• _Objective_: Copy the listing lines word for word, beginning with the line that contains "Target: manor racing text on rear wing" and ending with the last line of the listing, including both of those lines. Do not include the pictures in your answer.

• _Provided data_:
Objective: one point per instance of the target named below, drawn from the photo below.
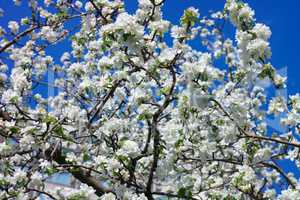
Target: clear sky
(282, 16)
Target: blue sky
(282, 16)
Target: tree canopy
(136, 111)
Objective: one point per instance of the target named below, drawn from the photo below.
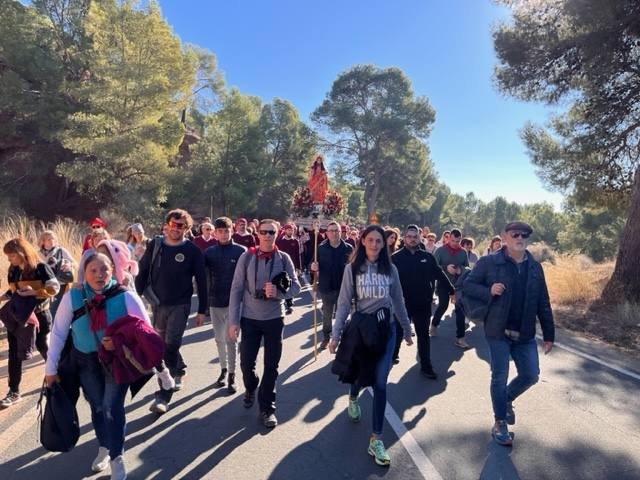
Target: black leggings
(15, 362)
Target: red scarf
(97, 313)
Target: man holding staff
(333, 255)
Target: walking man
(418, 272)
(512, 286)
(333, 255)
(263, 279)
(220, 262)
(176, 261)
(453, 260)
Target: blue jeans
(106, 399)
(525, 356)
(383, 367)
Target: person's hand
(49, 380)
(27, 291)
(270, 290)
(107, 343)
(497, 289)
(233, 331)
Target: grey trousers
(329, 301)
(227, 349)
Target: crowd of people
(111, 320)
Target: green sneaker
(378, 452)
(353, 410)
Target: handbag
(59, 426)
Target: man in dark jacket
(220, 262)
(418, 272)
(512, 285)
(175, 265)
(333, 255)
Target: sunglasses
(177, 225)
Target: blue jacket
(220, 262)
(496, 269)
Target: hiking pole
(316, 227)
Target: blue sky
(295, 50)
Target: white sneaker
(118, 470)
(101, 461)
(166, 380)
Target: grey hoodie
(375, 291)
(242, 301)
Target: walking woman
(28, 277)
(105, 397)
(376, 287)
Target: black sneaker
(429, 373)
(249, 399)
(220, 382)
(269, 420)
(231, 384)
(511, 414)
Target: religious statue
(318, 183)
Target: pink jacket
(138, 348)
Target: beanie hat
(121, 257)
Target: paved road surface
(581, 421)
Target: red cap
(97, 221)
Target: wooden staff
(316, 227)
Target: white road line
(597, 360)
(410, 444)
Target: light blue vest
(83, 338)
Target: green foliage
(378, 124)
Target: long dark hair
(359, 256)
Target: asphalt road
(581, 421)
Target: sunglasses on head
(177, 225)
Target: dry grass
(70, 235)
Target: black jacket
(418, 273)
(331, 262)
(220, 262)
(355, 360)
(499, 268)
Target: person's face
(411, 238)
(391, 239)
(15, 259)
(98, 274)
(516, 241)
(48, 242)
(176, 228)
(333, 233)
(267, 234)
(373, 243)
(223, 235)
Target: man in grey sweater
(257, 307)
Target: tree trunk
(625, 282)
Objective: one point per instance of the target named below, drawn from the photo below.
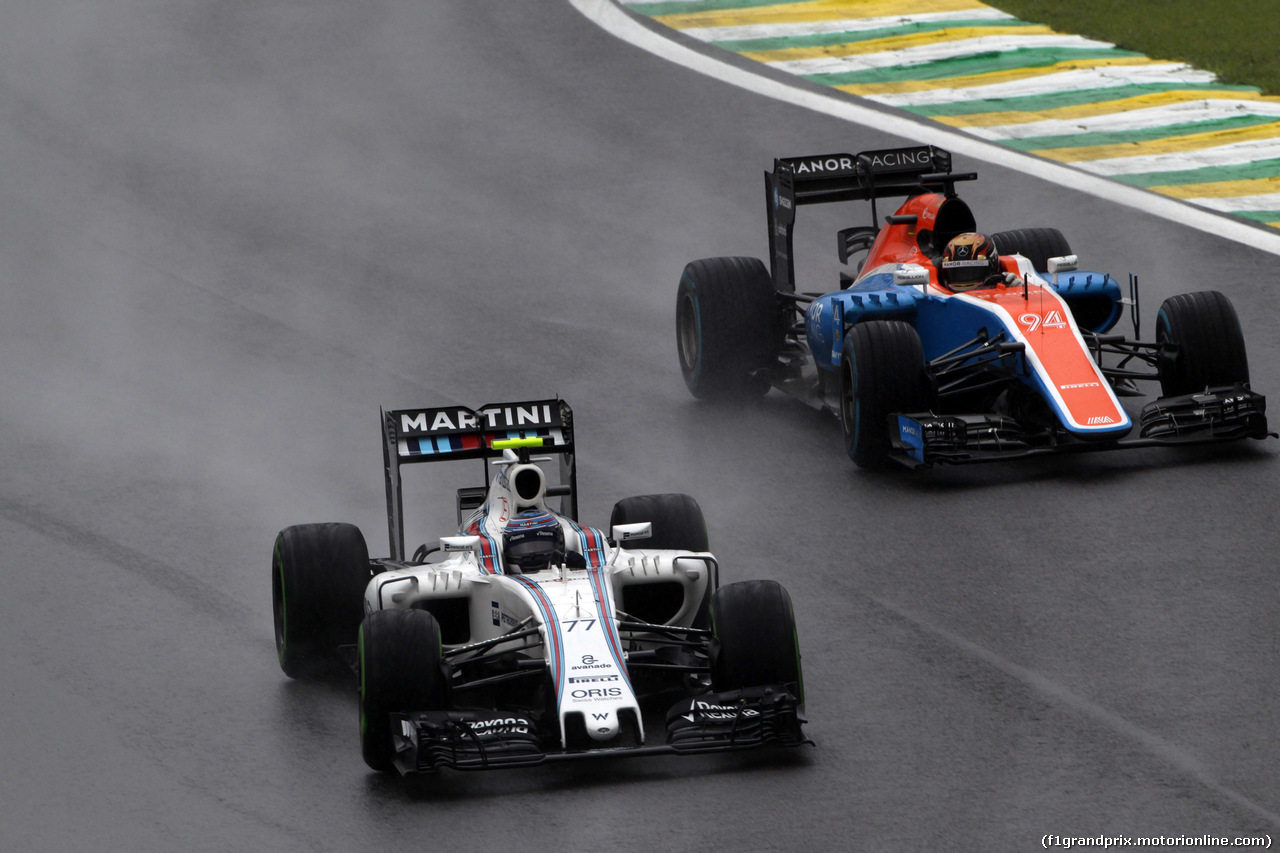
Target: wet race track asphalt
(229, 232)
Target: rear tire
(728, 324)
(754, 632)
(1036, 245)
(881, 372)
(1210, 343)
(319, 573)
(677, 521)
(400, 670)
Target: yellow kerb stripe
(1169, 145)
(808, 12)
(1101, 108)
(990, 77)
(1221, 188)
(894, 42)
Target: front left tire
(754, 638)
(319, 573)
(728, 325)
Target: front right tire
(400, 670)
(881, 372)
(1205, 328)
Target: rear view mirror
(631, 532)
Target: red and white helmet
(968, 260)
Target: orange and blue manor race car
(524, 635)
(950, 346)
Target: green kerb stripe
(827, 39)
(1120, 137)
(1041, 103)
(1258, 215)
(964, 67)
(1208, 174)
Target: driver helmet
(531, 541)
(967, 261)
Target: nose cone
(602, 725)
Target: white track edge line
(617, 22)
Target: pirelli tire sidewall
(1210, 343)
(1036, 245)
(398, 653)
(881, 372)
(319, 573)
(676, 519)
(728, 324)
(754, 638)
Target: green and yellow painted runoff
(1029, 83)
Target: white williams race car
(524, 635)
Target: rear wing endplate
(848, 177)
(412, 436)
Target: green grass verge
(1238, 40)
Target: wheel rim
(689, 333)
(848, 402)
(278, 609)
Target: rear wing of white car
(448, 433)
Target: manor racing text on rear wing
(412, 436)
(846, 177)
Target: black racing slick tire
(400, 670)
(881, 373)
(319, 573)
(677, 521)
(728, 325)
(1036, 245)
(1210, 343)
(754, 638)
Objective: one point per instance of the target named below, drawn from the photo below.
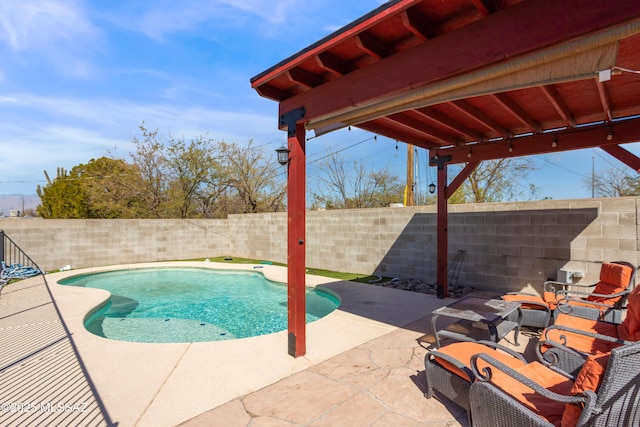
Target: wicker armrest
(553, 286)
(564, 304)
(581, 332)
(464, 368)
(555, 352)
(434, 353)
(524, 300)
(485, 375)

• _Answer in full_:
Target: manor racing text on rear wing
(412, 436)
(846, 177)
Target: black racing slick tire
(400, 670)
(881, 373)
(319, 573)
(677, 521)
(728, 325)
(1036, 245)
(1210, 343)
(754, 638)
Objective: one point per instance of the target named below, drawn from the photo below.
Target: wicker armrest
(553, 286)
(564, 304)
(581, 332)
(464, 368)
(555, 352)
(434, 353)
(524, 300)
(485, 375)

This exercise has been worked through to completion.